#### Quoted passage:
——————————

Can you comment on monies from a Canadian Corporation (wholly owned by a spouse) upon death? I’ve heard that the monies are considered “capital gains” (for tax purposes). Would it be beneficial if the spouse was equal owners (in the Canadian Corporation)?
Thank you for the article.
Re James comment, for others who may be reading.
An RRSP is purchased with after tax money, but you already got the benefit in the form of a tax refund or tax not paid. So zero tax there.
If you withdraw, there is withholding tax, but you are only taxed more at income tax time if the withholding tax was insufficient. That’s one tax.
If you don’t withdraw, then it goes to your estate when you die and it is taxed. Once.
If it goes through your estate to a beneficiary the net amount is not taxed.
If it doesn’t go through your estate to a beneficiary the amount is taxed. Once.
The percentage amount of the tax may be different based on your situation in each of these scenarios. Your money will only flow through one path, start to finish, but planning is about considering the different possibilities and which one is best.

——————————

#### Supplied information:
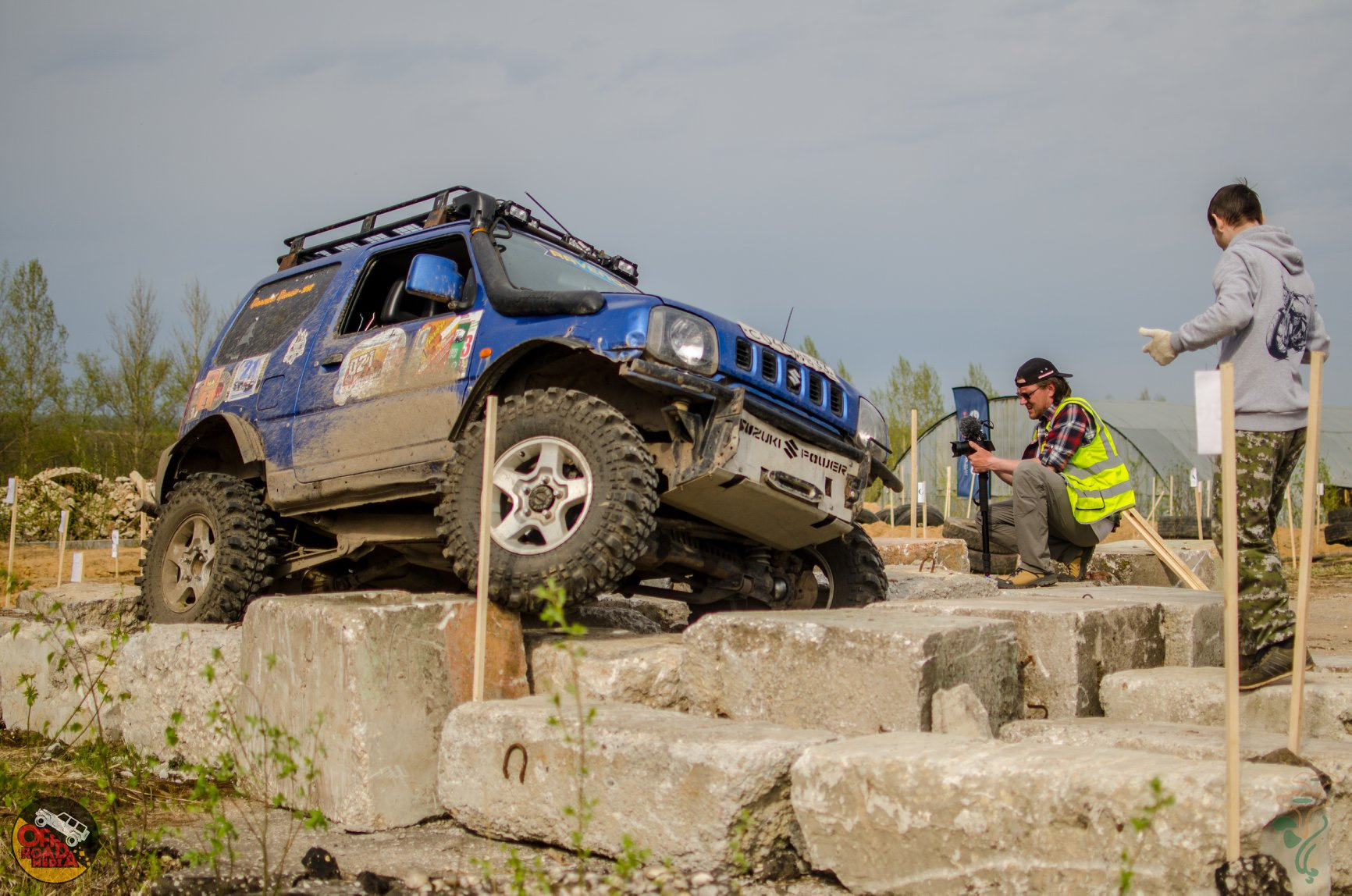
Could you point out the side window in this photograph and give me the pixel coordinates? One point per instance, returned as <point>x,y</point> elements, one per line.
<point>380,300</point>
<point>272,314</point>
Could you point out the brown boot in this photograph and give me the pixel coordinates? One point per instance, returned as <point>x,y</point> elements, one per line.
<point>1026,578</point>
<point>1080,568</point>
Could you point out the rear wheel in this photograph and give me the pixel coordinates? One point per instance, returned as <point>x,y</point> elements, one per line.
<point>575,498</point>
<point>848,569</point>
<point>210,552</point>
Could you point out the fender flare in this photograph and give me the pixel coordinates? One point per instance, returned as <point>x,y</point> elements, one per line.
<point>511,360</point>
<point>247,438</point>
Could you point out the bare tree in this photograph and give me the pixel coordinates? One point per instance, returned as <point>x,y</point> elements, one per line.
<point>191,345</point>
<point>33,350</point>
<point>977,376</point>
<point>131,389</point>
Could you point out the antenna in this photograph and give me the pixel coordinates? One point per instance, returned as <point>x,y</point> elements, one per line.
<point>546,211</point>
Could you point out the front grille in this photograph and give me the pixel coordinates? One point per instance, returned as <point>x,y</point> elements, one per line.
<point>770,365</point>
<point>814,388</point>
<point>744,354</point>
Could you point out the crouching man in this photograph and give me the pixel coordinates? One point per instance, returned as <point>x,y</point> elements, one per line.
<point>1069,487</point>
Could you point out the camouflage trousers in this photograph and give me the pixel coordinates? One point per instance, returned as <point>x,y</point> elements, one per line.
<point>1263,467</point>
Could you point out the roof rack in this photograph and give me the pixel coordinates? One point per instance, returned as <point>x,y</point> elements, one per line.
<point>443,210</point>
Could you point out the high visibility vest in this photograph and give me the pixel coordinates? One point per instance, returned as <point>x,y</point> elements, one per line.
<point>1097,478</point>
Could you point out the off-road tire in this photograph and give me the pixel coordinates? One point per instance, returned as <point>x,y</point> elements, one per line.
<point>617,523</point>
<point>1183,528</point>
<point>238,528</point>
<point>1337,533</point>
<point>855,569</point>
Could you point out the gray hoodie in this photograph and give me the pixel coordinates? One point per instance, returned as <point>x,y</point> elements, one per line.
<point>1266,321</point>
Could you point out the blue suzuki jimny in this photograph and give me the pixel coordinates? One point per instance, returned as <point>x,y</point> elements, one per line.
<point>334,437</point>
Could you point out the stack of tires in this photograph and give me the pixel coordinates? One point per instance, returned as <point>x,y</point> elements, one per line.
<point>1339,532</point>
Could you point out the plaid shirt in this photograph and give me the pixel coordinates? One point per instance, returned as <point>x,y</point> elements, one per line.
<point>1059,436</point>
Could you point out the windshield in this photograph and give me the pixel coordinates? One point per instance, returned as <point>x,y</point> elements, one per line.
<point>537,265</point>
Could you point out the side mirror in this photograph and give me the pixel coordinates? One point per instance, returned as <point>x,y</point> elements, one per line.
<point>434,277</point>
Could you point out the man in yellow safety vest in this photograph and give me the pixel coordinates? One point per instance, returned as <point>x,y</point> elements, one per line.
<point>1069,487</point>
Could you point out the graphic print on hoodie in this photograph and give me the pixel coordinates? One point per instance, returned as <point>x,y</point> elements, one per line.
<point>1266,319</point>
<point>1291,325</point>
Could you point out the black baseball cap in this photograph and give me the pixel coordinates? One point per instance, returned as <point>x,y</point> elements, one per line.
<point>1036,371</point>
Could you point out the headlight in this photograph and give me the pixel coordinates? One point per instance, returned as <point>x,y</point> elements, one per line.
<point>683,340</point>
<point>873,426</point>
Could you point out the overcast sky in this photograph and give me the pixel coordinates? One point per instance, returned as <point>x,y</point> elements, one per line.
<point>952,183</point>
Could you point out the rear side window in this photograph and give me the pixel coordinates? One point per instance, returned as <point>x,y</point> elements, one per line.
<point>272,314</point>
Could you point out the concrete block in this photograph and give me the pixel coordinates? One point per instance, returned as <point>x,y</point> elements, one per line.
<point>64,695</point>
<point>1132,563</point>
<point>1066,644</point>
<point>960,711</point>
<point>504,664</point>
<point>1191,624</point>
<point>162,670</point>
<point>615,667</point>
<point>675,784</point>
<point>847,670</point>
<point>98,604</point>
<point>668,615</point>
<point>1197,696</point>
<point>930,553</point>
<point>909,584</point>
<point>936,814</point>
<point>1204,742</point>
<point>373,667</point>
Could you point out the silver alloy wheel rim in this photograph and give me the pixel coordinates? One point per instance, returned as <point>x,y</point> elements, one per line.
<point>544,493</point>
<point>824,572</point>
<point>188,561</point>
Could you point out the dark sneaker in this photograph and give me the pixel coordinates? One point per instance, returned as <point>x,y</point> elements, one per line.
<point>1078,568</point>
<point>1026,578</point>
<point>1271,667</point>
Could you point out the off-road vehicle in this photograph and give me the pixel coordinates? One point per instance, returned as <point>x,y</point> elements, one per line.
<point>334,437</point>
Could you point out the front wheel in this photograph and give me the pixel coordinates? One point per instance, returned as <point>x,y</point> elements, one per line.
<point>848,569</point>
<point>210,553</point>
<point>575,496</point>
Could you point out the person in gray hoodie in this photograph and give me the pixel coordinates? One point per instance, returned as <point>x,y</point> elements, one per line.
<point>1267,323</point>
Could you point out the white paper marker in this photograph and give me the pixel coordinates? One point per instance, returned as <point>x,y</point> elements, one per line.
<point>1206,386</point>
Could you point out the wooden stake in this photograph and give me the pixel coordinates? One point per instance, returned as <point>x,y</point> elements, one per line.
<point>1162,550</point>
<point>1308,524</point>
<point>914,465</point>
<point>948,488</point>
<point>1230,515</point>
<point>61,542</point>
<point>14,523</point>
<point>1198,502</point>
<point>1290,528</point>
<point>484,546</point>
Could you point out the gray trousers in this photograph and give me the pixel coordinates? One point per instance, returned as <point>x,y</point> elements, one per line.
<point>1037,522</point>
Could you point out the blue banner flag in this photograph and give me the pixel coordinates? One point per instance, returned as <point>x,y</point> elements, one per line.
<point>968,402</point>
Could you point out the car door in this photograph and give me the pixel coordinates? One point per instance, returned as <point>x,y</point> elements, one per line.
<point>380,393</point>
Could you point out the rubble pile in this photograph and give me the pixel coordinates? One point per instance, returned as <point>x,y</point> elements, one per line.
<point>96,506</point>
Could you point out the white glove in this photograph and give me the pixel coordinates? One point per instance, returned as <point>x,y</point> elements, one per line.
<point>1159,347</point>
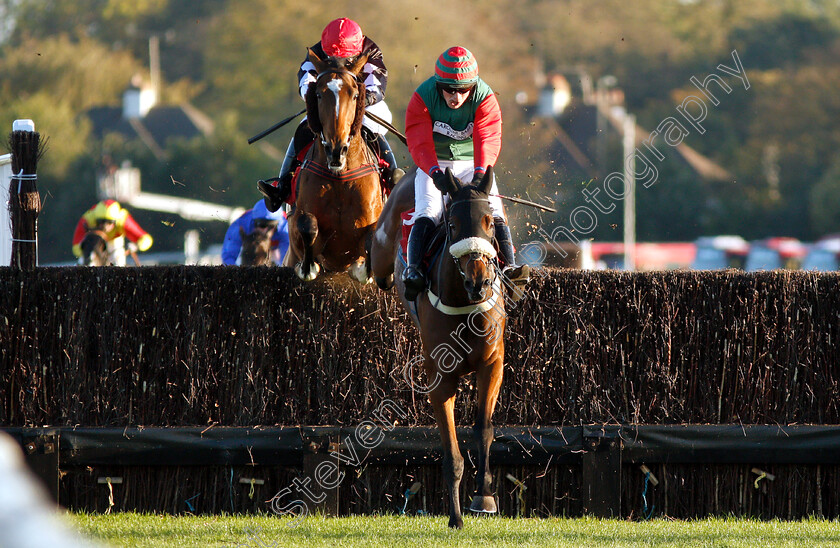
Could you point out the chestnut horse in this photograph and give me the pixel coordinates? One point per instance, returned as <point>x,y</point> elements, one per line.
<point>339,196</point>
<point>461,318</point>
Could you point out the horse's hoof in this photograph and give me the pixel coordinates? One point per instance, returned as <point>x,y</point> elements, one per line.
<point>385,283</point>
<point>307,276</point>
<point>358,271</point>
<point>484,505</point>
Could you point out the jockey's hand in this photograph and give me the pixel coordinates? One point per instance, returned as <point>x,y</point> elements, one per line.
<point>477,177</point>
<point>439,180</point>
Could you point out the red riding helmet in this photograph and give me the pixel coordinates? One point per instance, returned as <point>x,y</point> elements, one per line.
<point>342,38</point>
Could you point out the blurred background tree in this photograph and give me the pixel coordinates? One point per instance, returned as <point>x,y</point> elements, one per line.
<point>237,63</point>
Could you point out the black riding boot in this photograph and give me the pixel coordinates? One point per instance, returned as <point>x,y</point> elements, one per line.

——————————

#### Objectives:
**A)** Decide whether each statement agrees with the RRSP comment, answering yes or no and quoting the words that settle it: (i) Withdrawing from an RRSP brings withholding tax. (ii) An RRSP not withdrawn before death is taxed twice. (iii) When the RRSP goes through the estate to a beneficiary, the net amount is not taxed.
**B)** In the RRSP comment, under what condition is a person taxed more at income tax time after withdrawing?
The items have no connection to the RRSP comment.

#### Full answers:
**A)**
(i) Yes: "If you withdraw, there is withholding tax"
(ii) No: "it goes to your estate when you die and it is taxed. Once."
(iii) Yes: "If it goes through your estate to a beneficiary the net amount is not taxed."

**B)** Only if the withholding tax was insufficient.